Excerpts from a point labeling dataset
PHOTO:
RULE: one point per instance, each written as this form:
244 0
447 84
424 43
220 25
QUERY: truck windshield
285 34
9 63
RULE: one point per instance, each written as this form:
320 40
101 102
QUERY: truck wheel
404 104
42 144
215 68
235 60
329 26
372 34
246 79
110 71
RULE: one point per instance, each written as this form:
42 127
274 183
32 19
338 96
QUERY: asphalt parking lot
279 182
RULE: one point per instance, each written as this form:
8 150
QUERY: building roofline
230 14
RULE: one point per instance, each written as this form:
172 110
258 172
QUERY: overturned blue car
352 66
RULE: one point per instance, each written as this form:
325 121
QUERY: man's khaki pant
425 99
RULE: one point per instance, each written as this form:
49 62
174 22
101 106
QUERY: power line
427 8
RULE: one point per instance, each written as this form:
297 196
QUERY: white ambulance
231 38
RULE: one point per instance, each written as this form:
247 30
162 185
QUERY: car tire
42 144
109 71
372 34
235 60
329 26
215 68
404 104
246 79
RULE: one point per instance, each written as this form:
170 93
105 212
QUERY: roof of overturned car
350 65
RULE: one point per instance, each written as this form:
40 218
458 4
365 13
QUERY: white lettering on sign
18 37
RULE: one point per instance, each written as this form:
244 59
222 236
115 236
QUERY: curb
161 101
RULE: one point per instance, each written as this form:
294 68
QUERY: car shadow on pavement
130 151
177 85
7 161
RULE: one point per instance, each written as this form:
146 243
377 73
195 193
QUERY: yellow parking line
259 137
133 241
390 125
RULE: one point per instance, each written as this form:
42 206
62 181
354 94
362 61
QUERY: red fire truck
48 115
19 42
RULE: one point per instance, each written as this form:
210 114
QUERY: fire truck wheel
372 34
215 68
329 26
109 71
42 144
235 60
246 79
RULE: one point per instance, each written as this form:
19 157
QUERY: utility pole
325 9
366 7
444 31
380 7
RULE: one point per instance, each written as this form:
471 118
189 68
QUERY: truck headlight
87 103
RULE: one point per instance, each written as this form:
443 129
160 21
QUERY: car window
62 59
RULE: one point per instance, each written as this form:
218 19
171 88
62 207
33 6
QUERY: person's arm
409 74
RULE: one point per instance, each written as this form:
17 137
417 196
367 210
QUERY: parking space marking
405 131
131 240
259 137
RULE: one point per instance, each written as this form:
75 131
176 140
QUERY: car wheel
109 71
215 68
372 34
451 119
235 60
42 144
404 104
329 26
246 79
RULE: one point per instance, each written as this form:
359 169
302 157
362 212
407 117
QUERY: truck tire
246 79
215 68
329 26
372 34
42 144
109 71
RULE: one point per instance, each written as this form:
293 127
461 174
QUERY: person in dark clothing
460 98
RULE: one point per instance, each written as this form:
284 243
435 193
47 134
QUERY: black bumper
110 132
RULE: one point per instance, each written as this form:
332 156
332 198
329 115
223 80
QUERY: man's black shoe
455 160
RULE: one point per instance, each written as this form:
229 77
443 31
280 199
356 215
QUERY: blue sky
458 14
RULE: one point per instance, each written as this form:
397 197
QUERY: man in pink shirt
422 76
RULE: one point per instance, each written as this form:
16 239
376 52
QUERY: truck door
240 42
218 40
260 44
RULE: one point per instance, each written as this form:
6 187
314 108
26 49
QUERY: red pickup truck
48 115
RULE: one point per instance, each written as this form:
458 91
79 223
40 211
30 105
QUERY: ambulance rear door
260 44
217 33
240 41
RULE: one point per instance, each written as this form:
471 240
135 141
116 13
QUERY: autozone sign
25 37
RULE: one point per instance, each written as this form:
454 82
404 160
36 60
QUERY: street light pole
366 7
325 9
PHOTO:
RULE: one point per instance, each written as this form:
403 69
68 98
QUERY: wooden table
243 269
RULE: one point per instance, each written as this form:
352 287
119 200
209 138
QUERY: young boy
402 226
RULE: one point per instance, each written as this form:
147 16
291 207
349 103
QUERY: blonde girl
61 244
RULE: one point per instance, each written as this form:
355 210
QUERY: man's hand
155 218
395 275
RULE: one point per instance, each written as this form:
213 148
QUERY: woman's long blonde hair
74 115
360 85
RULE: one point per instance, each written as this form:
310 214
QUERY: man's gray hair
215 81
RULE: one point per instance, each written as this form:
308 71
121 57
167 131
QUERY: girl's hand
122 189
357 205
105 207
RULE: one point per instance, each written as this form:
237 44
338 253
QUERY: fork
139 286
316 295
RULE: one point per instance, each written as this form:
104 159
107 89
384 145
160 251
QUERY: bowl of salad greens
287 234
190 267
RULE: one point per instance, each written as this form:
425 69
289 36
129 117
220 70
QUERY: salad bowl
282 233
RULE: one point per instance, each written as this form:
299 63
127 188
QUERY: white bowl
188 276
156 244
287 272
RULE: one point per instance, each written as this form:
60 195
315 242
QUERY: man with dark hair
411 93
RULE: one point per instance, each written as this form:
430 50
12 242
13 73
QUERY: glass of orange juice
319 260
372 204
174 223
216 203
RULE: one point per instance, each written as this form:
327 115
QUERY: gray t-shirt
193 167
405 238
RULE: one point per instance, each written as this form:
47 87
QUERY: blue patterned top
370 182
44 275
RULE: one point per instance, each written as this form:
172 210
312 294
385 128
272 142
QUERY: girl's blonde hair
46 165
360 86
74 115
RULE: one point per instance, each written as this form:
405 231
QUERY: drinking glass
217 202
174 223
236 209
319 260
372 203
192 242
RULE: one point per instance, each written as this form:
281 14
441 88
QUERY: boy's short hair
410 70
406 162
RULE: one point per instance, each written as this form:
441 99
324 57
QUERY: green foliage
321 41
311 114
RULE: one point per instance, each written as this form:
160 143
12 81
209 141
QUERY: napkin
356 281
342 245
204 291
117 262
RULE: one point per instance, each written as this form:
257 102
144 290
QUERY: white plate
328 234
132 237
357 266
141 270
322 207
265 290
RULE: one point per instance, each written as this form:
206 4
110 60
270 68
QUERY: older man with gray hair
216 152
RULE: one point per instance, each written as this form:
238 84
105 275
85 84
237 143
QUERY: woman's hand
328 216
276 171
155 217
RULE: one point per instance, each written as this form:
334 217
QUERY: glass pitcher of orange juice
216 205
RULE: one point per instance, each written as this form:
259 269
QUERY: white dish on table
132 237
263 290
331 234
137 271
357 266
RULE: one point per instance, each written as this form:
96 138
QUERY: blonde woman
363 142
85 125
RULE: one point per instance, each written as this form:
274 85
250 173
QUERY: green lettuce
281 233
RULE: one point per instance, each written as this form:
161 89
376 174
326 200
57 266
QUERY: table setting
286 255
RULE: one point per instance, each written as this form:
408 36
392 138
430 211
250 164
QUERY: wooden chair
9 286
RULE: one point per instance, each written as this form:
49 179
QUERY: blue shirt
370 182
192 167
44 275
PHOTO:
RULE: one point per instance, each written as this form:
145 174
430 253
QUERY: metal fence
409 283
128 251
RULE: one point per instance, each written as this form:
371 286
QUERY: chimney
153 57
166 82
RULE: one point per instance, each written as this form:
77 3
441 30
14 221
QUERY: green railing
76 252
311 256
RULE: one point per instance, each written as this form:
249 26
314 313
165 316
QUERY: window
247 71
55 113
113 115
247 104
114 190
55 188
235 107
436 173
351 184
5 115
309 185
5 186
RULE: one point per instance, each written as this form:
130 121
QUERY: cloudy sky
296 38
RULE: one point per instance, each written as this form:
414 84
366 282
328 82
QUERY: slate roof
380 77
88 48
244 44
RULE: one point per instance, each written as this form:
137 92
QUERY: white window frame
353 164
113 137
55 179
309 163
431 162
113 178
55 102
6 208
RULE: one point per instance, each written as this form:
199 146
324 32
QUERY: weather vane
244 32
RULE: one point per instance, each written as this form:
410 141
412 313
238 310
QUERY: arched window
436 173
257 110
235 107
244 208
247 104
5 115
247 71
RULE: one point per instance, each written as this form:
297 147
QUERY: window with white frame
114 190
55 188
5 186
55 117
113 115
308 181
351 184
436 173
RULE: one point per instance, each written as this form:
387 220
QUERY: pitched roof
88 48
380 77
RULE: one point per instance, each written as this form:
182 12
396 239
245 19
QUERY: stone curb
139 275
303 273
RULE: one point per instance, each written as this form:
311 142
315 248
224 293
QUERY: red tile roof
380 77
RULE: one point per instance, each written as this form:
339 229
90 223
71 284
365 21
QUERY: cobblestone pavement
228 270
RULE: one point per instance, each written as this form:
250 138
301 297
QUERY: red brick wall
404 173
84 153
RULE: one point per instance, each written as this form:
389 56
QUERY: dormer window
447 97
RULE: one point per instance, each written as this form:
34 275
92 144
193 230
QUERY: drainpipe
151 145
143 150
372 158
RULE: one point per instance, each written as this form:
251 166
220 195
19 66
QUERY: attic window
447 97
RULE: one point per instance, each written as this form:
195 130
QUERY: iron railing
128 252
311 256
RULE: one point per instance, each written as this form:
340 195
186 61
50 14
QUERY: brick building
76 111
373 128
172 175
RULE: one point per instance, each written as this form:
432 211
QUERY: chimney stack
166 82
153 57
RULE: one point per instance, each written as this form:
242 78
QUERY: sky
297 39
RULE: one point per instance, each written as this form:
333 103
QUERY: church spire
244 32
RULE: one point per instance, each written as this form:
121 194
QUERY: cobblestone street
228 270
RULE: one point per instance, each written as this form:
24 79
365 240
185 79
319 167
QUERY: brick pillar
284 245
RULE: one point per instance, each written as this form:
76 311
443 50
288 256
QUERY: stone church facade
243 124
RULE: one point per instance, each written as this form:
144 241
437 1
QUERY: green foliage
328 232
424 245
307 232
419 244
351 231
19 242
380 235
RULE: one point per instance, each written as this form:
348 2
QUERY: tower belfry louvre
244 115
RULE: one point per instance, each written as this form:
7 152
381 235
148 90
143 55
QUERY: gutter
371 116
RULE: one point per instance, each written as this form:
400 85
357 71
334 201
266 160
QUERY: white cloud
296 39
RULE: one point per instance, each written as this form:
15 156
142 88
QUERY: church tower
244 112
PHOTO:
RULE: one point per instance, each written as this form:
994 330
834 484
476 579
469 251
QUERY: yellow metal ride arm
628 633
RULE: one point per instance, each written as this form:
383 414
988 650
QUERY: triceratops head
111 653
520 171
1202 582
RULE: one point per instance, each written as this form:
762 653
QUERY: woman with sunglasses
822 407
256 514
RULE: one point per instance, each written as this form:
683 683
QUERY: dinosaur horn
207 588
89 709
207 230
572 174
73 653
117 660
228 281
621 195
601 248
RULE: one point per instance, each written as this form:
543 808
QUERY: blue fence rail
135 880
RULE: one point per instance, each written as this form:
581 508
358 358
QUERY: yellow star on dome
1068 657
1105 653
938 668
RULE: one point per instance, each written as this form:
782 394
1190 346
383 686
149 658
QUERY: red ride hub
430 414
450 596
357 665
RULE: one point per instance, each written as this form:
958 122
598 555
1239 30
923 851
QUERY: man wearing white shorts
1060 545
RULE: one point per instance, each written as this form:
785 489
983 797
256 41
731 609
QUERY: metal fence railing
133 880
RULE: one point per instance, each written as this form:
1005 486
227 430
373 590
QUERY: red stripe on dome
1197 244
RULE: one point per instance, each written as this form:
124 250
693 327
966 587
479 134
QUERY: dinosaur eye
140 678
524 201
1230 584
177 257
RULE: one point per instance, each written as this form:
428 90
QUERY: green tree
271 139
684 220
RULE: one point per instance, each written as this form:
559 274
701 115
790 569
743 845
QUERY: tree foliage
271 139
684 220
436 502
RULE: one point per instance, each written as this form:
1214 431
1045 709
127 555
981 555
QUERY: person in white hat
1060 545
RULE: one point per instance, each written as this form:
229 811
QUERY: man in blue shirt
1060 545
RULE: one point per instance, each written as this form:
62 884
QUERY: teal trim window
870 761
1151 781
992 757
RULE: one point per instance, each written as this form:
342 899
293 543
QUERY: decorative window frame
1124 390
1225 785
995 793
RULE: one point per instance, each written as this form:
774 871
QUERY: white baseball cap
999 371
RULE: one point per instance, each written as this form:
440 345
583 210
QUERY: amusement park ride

TASK TO COMPLETE: Count the lines in the listing above that contain the word "fire", and reply with the number only.

REPLY: 2